[Records shown]
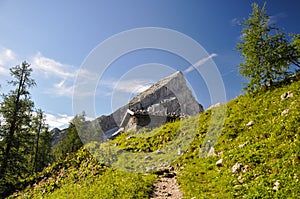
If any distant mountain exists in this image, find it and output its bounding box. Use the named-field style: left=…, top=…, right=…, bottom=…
left=96, top=71, right=203, bottom=137
left=50, top=128, right=66, bottom=146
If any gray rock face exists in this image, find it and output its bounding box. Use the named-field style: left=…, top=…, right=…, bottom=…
left=96, top=71, right=203, bottom=132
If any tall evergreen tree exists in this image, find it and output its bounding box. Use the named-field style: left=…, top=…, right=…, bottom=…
left=0, top=62, right=36, bottom=195
left=237, top=3, right=296, bottom=91
left=32, top=109, right=52, bottom=172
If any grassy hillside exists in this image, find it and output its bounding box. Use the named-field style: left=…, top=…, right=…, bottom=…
left=12, top=78, right=300, bottom=198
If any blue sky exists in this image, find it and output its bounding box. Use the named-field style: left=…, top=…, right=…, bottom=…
left=0, top=0, right=300, bottom=127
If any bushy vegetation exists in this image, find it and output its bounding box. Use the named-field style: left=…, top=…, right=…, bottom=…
left=9, top=76, right=300, bottom=198
left=177, top=76, right=300, bottom=198
left=11, top=148, right=156, bottom=198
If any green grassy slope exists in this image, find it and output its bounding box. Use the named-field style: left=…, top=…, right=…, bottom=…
left=9, top=81, right=300, bottom=198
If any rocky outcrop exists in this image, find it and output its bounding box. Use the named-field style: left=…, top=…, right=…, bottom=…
left=96, top=71, right=203, bottom=137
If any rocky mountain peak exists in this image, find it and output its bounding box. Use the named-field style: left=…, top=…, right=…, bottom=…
left=97, top=71, right=203, bottom=137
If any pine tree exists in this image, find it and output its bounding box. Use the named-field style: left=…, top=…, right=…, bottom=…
left=0, top=62, right=36, bottom=195
left=237, top=3, right=295, bottom=91
left=32, top=109, right=52, bottom=173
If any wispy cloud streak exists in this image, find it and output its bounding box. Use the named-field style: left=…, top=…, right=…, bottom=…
left=183, top=53, right=218, bottom=74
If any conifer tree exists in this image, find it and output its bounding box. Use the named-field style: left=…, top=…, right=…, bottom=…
left=237, top=3, right=297, bottom=91
left=0, top=62, right=36, bottom=195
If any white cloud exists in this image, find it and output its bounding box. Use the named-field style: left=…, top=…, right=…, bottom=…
left=45, top=113, right=74, bottom=128
left=183, top=53, right=218, bottom=74
left=101, top=79, right=153, bottom=95
left=230, top=18, right=240, bottom=26
left=31, top=52, right=77, bottom=79
left=0, top=48, right=18, bottom=76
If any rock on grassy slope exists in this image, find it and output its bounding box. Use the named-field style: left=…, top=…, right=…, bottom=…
left=9, top=78, right=300, bottom=198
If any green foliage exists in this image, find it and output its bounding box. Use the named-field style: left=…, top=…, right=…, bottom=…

[Stated goal]
Return the entries unchanged, save for the pictures, which do not belong in the copy.

[Response for this exercise]
If any distant mountain exists in this image, find it and output its bounding box. Use the named-field style: left=…, top=…, right=…, bottom=…
left=96, top=71, right=203, bottom=137
left=50, top=128, right=66, bottom=146
If any gray rock face exists in this image, find it and output its bounding box. Use the named-field style: left=…, top=…, right=…, bottom=…
left=96, top=71, right=203, bottom=132
If any tall evergreen tree exists in this image, find it and output its bounding box. Use the named-field style: left=…, top=…, right=…, bottom=…
left=0, top=62, right=36, bottom=195
left=237, top=3, right=296, bottom=91
left=32, top=109, right=52, bottom=172
If any grassy hillside exists in this image, find it and output its bounding box. Use the named-field style: left=…, top=…, right=…, bottom=…
left=12, top=78, right=300, bottom=198
If any blue sky exists in this image, find it and output its bounding box. Use the named-field style: left=…, top=…, right=…, bottom=…
left=0, top=0, right=300, bottom=127
If any bushy vegetation exists in this image, find it and output its bounding box. Use the named-field style: left=…, top=…, right=…, bottom=…
left=9, top=76, right=300, bottom=198
left=177, top=76, right=300, bottom=198
left=11, top=148, right=156, bottom=198
If any green grassy slope exists in this image, find it and output its bounding box. Use the named-field style: left=…, top=…, right=…, bottom=…
left=9, top=81, right=300, bottom=198
If any rocky outcrop exists in this image, find it and output its bounding box. Use the named-field style: left=…, top=…, right=…, bottom=…
left=96, top=71, right=203, bottom=137
If any rocky mountain peak exists in this image, find it and output its bounding box. Use the named-field style: left=…, top=…, right=…, bottom=…
left=97, top=71, right=203, bottom=137
If any pine tree exists in this image, find it and output its bounding box. Use the named-field style: left=…, top=…, right=…, bottom=…
left=0, top=62, right=36, bottom=195
left=237, top=3, right=295, bottom=91
left=32, top=109, right=52, bottom=173
If any wispy cloud streak exists in this image, find it and output its bounding box. Use the named-field style: left=…, top=…, right=…, bottom=…
left=183, top=53, right=218, bottom=74
If any conifer tree exists in this image, find it and output its bounding box. Use the named-field style: left=…, top=…, right=…, bottom=…
left=237, top=3, right=297, bottom=91
left=0, top=62, right=36, bottom=195
If any white cloud exists in this image, find it and output its bounding box. Use the named-field style: left=…, top=…, right=…, bottom=…
left=45, top=113, right=74, bottom=128
left=183, top=53, right=218, bottom=74
left=101, top=79, right=153, bottom=95
left=230, top=18, right=240, bottom=26
left=31, top=52, right=77, bottom=79
left=0, top=48, right=18, bottom=76
If any rock on grassy slope exists in this image, find it and output its bounding box. Use the named-field style: left=…, top=…, right=…, bottom=…
left=9, top=78, right=300, bottom=198
If any green foliage exists in this image, find it and output its bounding box. Use the named-field style: left=…, top=…, right=…, bottom=…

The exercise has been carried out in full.